* EXERCISE *
Copy the items word for word, from their first line through the line containing "[[[253,29],[254,0],[185,0],[151,14],[153,38],[186,40],[197,34]]]". Leave out the pictures.

==============================

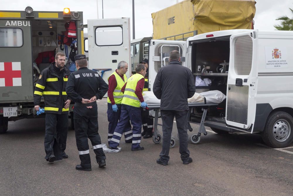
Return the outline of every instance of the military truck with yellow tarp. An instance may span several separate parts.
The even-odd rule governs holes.
[[[253,29],[254,0],[185,0],[151,14],[153,38],[186,40],[197,34]]]

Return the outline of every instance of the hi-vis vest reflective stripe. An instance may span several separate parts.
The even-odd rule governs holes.
[[[125,87],[124,95],[122,99],[122,104],[137,108],[140,107],[139,100],[134,92],[137,82],[143,78],[144,76],[139,73],[136,73],[129,78]]]
[[[58,112],[59,111],[59,108],[53,108],[52,107],[45,107],[44,108],[45,110],[45,111],[54,111],[56,112]],[[66,112],[66,111],[69,111],[69,108],[68,108],[67,109],[66,109],[64,108],[62,108],[62,112]]]
[[[127,77],[125,74],[123,75],[124,78],[124,81],[123,81],[120,76],[116,73],[116,71],[113,72],[110,76],[112,75],[114,75],[115,76],[115,78],[116,79],[116,82],[117,82],[117,86],[116,86],[116,88],[114,90],[114,91],[113,92],[114,101],[116,104],[121,104],[121,102],[122,101],[122,98],[123,98],[123,93],[121,92],[121,89],[127,81]],[[110,76],[109,76],[109,78],[110,77]],[[108,78],[108,81],[109,80],[109,78]],[[108,103],[111,103],[111,101],[108,97],[107,98],[107,100]]]

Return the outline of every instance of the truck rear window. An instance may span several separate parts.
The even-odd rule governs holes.
[[[21,47],[23,43],[23,33],[18,28],[0,28],[0,47]]]
[[[122,28],[120,26],[98,27],[95,32],[98,46],[120,46],[123,43]]]

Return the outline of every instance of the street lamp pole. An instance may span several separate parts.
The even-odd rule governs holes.
[[[135,38],[135,33],[134,32],[135,28],[134,21],[134,0],[132,0],[132,38],[133,39]]]
[[[99,6],[98,5],[98,0],[97,0],[97,14],[98,15],[98,19],[99,19]]]

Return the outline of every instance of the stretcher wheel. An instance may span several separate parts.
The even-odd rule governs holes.
[[[153,141],[155,144],[159,143],[162,140],[162,136],[159,133],[157,133],[157,136],[158,136],[157,139],[156,139],[154,136],[153,136]]]
[[[171,142],[170,143],[170,148],[172,148],[175,145],[175,139],[174,138],[171,138]]]
[[[195,139],[196,138],[196,136],[197,135],[197,134],[194,134],[193,135],[191,135],[191,137],[190,138],[190,140],[191,140],[191,142],[192,143],[194,144],[198,144],[200,142],[200,136],[199,136],[197,138]]]

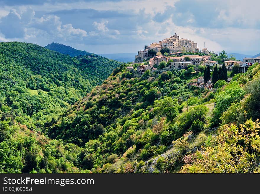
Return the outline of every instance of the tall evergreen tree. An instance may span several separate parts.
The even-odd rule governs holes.
[[[224,71],[224,67],[225,67],[226,66],[224,64],[223,64],[223,65],[222,65],[222,67],[221,67],[221,72],[220,73],[220,80],[224,80],[223,77],[224,77],[224,74],[223,74],[223,72]]]
[[[221,73],[221,68],[220,67],[218,69],[218,79],[220,80],[220,75]]]
[[[224,69],[223,69],[223,78],[222,79],[227,82],[228,82],[228,70],[225,65],[224,65]]]
[[[214,87],[215,83],[218,80],[218,73],[217,70],[217,65],[214,68],[213,73],[212,73],[212,85]]]
[[[209,67],[209,65],[208,65],[207,67],[207,81],[208,82],[210,80],[210,68]]]
[[[204,83],[206,83],[207,81],[208,75],[207,75],[207,67],[205,67],[204,69],[204,74],[203,75],[203,80],[204,80]]]

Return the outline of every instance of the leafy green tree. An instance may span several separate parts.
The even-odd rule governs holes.
[[[217,70],[217,66],[216,65],[214,68],[213,72],[212,73],[212,85],[213,87],[215,83],[218,80],[218,73]]]
[[[155,55],[156,55],[156,51],[155,51],[154,50],[151,49],[151,50],[149,50],[148,51],[148,54],[149,55],[154,56]]]
[[[169,74],[167,72],[162,72],[161,74],[161,79],[163,81],[165,81],[169,79]]]
[[[221,88],[223,85],[226,85],[227,83],[225,80],[219,80],[215,83],[215,84],[214,85],[214,88]]]
[[[144,99],[150,103],[153,102],[156,97],[157,90],[155,88],[151,88],[144,93]]]
[[[228,58],[227,52],[224,50],[222,51],[220,53],[219,56],[222,59],[226,59]]]
[[[143,77],[144,79],[147,79],[150,76],[151,72],[150,70],[149,69],[147,69],[144,72],[142,77]]]
[[[167,96],[163,99],[155,101],[155,111],[159,112],[161,115],[166,117],[168,121],[172,121],[178,112],[179,104],[177,99],[173,99],[170,96]]]
[[[193,67],[190,67],[188,68],[187,70],[187,73],[188,75],[190,75],[191,73],[195,71],[194,68]]]
[[[216,83],[215,86],[220,80]],[[226,111],[229,106],[235,102],[239,102],[244,97],[245,92],[238,83],[234,82],[227,86],[224,91],[219,93],[216,98],[216,106],[213,110],[214,115],[211,121],[211,126],[215,126],[220,122],[221,114]]]
[[[194,121],[191,127],[190,130],[195,134],[204,129],[204,123],[199,119]]]
[[[180,126],[183,129],[183,133],[187,131],[191,127],[193,122],[197,119],[204,123],[206,120],[206,114],[208,111],[209,109],[207,107],[204,105],[200,105],[183,113],[179,119],[181,121]],[[195,124],[194,125],[195,129]]]
[[[253,120],[256,120],[260,118],[260,80],[253,80],[245,86],[249,96],[245,99],[243,110],[246,111],[248,118],[251,117]]]

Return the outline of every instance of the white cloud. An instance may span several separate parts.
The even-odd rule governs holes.
[[[98,30],[105,32],[108,30],[108,28],[105,26],[108,23],[108,21],[103,21],[100,23],[98,23],[95,21],[93,22],[93,25]]]

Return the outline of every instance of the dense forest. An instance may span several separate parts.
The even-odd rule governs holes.
[[[35,44],[0,43],[1,171],[30,172],[26,157],[38,157],[32,149],[41,149],[45,125],[120,64],[92,54],[72,58]]]
[[[49,52],[40,48],[44,49],[42,52]],[[1,52],[1,60],[14,58],[3,55]],[[80,69],[81,64],[98,57],[95,55],[74,58],[60,56],[75,63],[77,67],[74,69],[79,72],[86,68]],[[87,66],[88,63],[85,64]],[[142,75],[136,71],[136,64],[129,71],[126,67],[129,64],[114,64],[119,67],[107,79],[97,83],[99,85],[91,91],[95,84],[90,80],[90,89],[85,91],[90,92],[79,100],[78,98],[70,104],[67,102],[73,104],[67,109],[68,106],[63,109],[53,106],[41,114],[35,113],[41,112],[38,109],[34,111],[30,115],[24,112],[22,107],[14,106],[18,103],[14,105],[16,94],[24,94],[25,99],[32,96],[43,101],[44,98],[39,95],[51,96],[52,87],[61,87],[54,85],[55,81],[51,79],[56,77],[54,76],[50,78],[41,74],[44,68],[38,74],[45,77],[43,80],[50,87],[49,91],[37,88],[42,81],[39,84],[36,82],[36,88],[30,88],[30,75],[25,80],[27,82],[24,81],[25,85],[21,85],[25,93],[13,89],[15,91],[11,92],[10,89],[1,93],[1,172],[260,172],[260,65],[255,64],[244,73],[233,71],[230,82],[220,80],[209,90],[187,85],[203,76],[205,66],[178,70],[164,62],[157,69],[148,70]],[[1,62],[1,65],[5,65]],[[31,66],[14,69],[22,69],[26,72]],[[231,72],[228,73],[230,76]],[[23,74],[20,73],[22,77]],[[11,77],[18,82],[18,76],[14,74]],[[77,76],[80,75],[83,76]],[[77,78],[79,83],[81,77]],[[67,80],[59,81],[74,85],[71,80],[65,83]],[[5,87],[12,88],[17,86],[16,83],[7,83]],[[79,88],[74,89],[75,93],[83,96],[84,94],[77,93],[82,86],[76,85]],[[38,94],[29,93],[38,89]],[[51,100],[59,99],[57,96]],[[23,99],[16,101],[23,104]],[[48,103],[40,102],[41,106]],[[29,107],[31,103],[28,104]],[[58,114],[54,115],[47,111],[53,110],[58,110]],[[42,118],[47,116],[43,122]]]
[[[57,43],[52,43],[45,46],[44,47],[52,51],[58,52],[61,54],[69,55],[72,57],[77,56],[79,55],[90,55],[93,53],[90,53],[86,51],[80,51],[69,46],[66,46]]]

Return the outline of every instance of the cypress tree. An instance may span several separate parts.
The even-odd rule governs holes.
[[[221,73],[221,68],[220,67],[218,69],[218,79],[220,79],[220,75]]]
[[[225,64],[223,64],[223,65],[222,65],[222,67],[221,67],[221,72],[220,73],[220,80],[224,80],[223,78],[224,77],[224,74],[223,74],[223,72],[224,71],[224,67],[225,67],[226,66],[225,65]]]
[[[217,82],[218,80],[218,73],[217,71],[217,66],[216,65],[212,73],[212,85],[213,87],[215,83]]]
[[[209,65],[208,65],[207,67],[207,81],[208,82],[210,80],[210,68],[209,68]]]
[[[208,76],[207,75],[207,67],[205,67],[204,69],[204,74],[203,75],[203,80],[204,80],[204,83],[207,82],[207,79],[208,79]]]
[[[224,65],[224,69],[223,69],[223,80],[228,82],[228,70],[225,65]]]

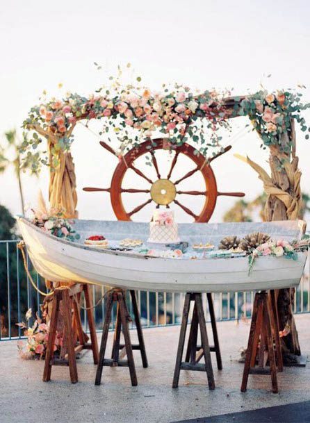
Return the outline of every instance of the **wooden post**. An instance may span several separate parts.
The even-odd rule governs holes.
[[[270,294],[271,299],[274,294],[274,292]],[[272,306],[270,298],[266,291],[255,294],[241,383],[243,392],[247,390],[249,374],[270,374],[272,392],[278,392],[277,367],[278,371],[282,371],[282,351],[279,330],[276,324],[276,310]],[[258,347],[259,338],[259,347]],[[255,367],[257,351],[259,365]],[[266,367],[268,360],[269,367]]]
[[[81,291],[86,293],[85,303],[88,308],[88,323],[90,331],[91,343],[88,343],[88,337],[83,331],[81,320],[79,300]],[[54,345],[56,335],[59,313],[60,313],[60,301],[62,302],[61,313],[63,318],[63,345],[62,354],[59,358],[54,358]],[[43,381],[51,379],[52,365],[69,366],[70,379],[72,383],[78,381],[76,354],[83,349],[92,349],[94,363],[98,363],[98,345],[95,328],[93,316],[91,310],[92,304],[87,284],[76,284],[71,289],[66,287],[55,288],[53,295],[51,315],[49,326],[49,340],[45,354],[45,365],[43,372]],[[72,313],[73,310],[73,313]],[[79,342],[77,342],[79,340]]]
[[[112,349],[112,358],[109,359],[106,358],[105,356],[106,343],[108,341],[108,329],[111,321],[111,310],[113,301],[115,301],[117,304],[117,320],[115,331],[114,333],[113,346]],[[128,367],[129,368],[131,385],[136,386],[138,385],[137,375],[136,373],[135,363],[133,354],[133,346],[131,345],[128,327],[128,322],[129,318],[130,315],[126,305],[125,291],[124,290],[117,288],[112,290],[106,296],[106,315],[104,317],[104,327],[102,330],[99,363],[97,369],[96,379],[95,381],[95,385],[100,385],[101,383],[104,366]],[[123,345],[120,343],[121,329],[122,330],[124,339],[124,344]],[[127,356],[127,360],[122,360],[120,358],[120,356],[122,356],[123,354],[122,353],[120,354],[119,351],[120,349],[123,350],[123,349],[124,349],[126,351],[126,354],[124,355]],[[142,346],[139,345],[136,346],[135,349],[140,349],[142,351]],[[144,353],[145,353],[145,351],[144,351]]]
[[[182,362],[183,351],[184,349],[185,338],[186,335],[186,327],[188,321],[188,313],[190,307],[190,301],[194,301],[193,316],[190,327],[188,345],[186,355],[186,361]],[[200,337],[202,340],[201,349],[202,349],[202,355],[204,357],[204,364],[199,363],[202,356],[197,358],[196,354],[197,349],[200,349],[200,347],[197,347],[197,346],[198,326],[200,328]],[[172,388],[177,388],[179,385],[179,379],[181,370],[206,372],[209,389],[213,390],[215,388],[210,347],[209,345],[201,293],[187,292],[185,297]]]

==============================

* TASK RESULT *
Return the outline of every instance of the military truck with yellow tarp. An instance may span several separate parts.
The even-odd rule governs holes.
[[[253,29],[254,0],[185,0],[151,14],[153,38],[186,40],[197,34]]]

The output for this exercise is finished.